**Text provided**
--------

A squadron of greylags swam quartering the whole loch. Male and female tufted ducks dived continually along with a pair of goldeneyes. The Tufted duck looks pretty spectacular but he is a bit overwhelmed by the handsome goldeneye drake.
Wigeon, coot and moorhen made up the water bird count along with a single common gull flying over with a couple of black headed gulls. The sand martins suddenly disappeared, a male chaffinch sang his heart out and finally a stunning male Slovenian Grebe swam past the hide diving several times, directly in front of us.
The sighting of the day had to be the black throated divers.
On Wednesday, 12th May we led a watch at Avielochan hide and saw all the birds seen the day before and our trial ran as well as sandpipers and an oyster catcher sitting hard on her nest. Very good views of the Slavonian pair. Later we saw mute swans at Loch Alvie.
Still later that day we went for a glass of wine in the garden of a local hotel. Having been looking for red squirrels for two days, we finally saw five in the hotel gardens.
The sightings of the day was the pair of Slavonians and five red squirrels!
13th May. I led a walk in Anagach Woods , just behind the hotel, extending to one thousand acres.
We saw many small birds, but none particularly rare as follows:
long tailed tit
We saw one red squirrel but two squirrel dreys and favourite of all I spotted a most beautifully constructed long tailed tit nest, lichens woven together with mosses and spider webs. It was the first I have ever seen and I was slightly surprised that it was larger than I expected. But its camouflage was amazing.
That afternoon Cherry and I visited Insh Valley and watched a pair of ospreys, the female sitting hard, the male flying around. As we drove away we saw mute swans and Cherry saw a large comfortable looking brown hare. On the Spey we watched a dipper ‘fishing’ and flying down river.

--------

**Exercise prompt**
Please continue the birdwatching account above, picking up after its last sentence.

--------

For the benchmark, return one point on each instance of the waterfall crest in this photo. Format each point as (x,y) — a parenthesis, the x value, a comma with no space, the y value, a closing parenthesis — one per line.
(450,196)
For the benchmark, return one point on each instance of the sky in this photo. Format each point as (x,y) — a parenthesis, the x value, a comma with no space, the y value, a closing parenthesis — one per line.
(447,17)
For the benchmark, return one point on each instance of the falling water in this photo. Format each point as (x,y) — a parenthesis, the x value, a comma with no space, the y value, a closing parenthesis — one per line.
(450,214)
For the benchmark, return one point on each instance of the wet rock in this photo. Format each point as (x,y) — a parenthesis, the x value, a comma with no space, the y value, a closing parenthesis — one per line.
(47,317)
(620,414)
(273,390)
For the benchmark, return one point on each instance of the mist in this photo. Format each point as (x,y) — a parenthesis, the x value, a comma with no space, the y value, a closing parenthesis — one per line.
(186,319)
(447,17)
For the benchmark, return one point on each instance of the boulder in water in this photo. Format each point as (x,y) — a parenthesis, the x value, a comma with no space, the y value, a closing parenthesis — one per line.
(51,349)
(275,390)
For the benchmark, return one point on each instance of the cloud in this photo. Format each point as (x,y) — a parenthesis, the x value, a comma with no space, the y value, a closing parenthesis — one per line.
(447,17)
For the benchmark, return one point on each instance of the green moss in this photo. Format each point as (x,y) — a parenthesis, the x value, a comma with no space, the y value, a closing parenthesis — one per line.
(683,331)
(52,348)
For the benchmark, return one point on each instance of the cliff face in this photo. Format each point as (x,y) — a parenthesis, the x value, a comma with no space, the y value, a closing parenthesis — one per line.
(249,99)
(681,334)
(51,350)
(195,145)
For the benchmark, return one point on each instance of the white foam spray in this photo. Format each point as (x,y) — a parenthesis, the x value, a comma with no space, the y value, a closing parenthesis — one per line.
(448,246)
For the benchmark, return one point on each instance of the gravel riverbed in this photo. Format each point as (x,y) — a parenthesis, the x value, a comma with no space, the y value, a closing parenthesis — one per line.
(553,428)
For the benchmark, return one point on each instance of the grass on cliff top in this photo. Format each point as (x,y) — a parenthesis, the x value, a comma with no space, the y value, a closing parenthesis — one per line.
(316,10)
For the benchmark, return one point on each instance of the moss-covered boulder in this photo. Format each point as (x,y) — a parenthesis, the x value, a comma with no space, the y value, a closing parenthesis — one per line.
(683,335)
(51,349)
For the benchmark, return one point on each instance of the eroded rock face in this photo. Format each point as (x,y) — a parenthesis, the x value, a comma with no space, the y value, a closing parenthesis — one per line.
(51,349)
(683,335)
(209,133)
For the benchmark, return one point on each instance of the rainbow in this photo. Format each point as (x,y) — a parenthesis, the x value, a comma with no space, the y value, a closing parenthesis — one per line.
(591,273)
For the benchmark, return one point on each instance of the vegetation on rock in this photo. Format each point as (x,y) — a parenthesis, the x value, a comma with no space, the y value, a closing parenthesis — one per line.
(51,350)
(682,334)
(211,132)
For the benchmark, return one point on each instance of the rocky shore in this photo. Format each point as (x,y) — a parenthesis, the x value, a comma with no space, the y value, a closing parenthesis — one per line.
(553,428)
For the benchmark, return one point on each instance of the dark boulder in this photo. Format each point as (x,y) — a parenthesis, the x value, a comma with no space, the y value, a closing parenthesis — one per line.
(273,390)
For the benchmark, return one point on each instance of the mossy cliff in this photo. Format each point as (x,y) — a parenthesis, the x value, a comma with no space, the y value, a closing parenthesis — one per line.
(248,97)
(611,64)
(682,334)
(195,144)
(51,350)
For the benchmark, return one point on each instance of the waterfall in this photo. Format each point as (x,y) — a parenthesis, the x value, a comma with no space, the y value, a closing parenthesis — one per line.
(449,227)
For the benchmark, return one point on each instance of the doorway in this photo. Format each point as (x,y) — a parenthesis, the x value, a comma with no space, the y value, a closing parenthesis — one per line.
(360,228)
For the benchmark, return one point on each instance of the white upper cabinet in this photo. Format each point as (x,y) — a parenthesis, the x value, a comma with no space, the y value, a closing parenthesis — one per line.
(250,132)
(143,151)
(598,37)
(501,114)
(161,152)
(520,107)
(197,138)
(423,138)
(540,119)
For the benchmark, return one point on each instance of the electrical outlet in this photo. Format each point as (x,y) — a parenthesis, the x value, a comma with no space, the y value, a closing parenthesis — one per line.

--------

**Final answer**
That evening I presented my second talk about the wildlife and scenery of Svalbard. It was better attended as the hotel had now been open for a fortnight after lockdown was slightly relaxed.
The sighting of the day was the osprey pair, but the long tailed tits’ nest was also spectacular.
On Friday 14th, we had a relatively disappointing morning at Findhorn seeing the following:
albino mallard & female
Curlews flying and calling
black headed gulls
We then went over the high moor to Farr, house martins, swallows, starlings, and greylag were the only birds seen other than a creeping female partridge on the edge of the road. We were hoping to join Simon, one of the hotel guides but a huge cattle lorry put pay to that. It was wedged across the track, likely to be there for an hour or so, loading almost wild cattle. We saw Simon later and explained missing him. Cherry spotted brown hare on our return to the hotel.
Saturday, 15th. We thought we might visit the Black Isle today but ultimately as we were due to start our long journey back to Cornwall on the Sunday, we decided to have a fairly easy day, especially because we will be visiting the Isles of Scilly within a month and probably would see many sea birds, mammals and fish.
We therefore visited ‘Bookmark’, the local bookshop and sat in the local park (we were the only people there), and ate fish and chips (remember no pubs open in Scotland yet in lockdown), and were delighted to add another bird to our weeks list; a treecreeper.
On Sunday we drove home with a stop in Carlisle. We have had a super time and already fixed the week beginning Monday, 16th May 2022 for our next visit.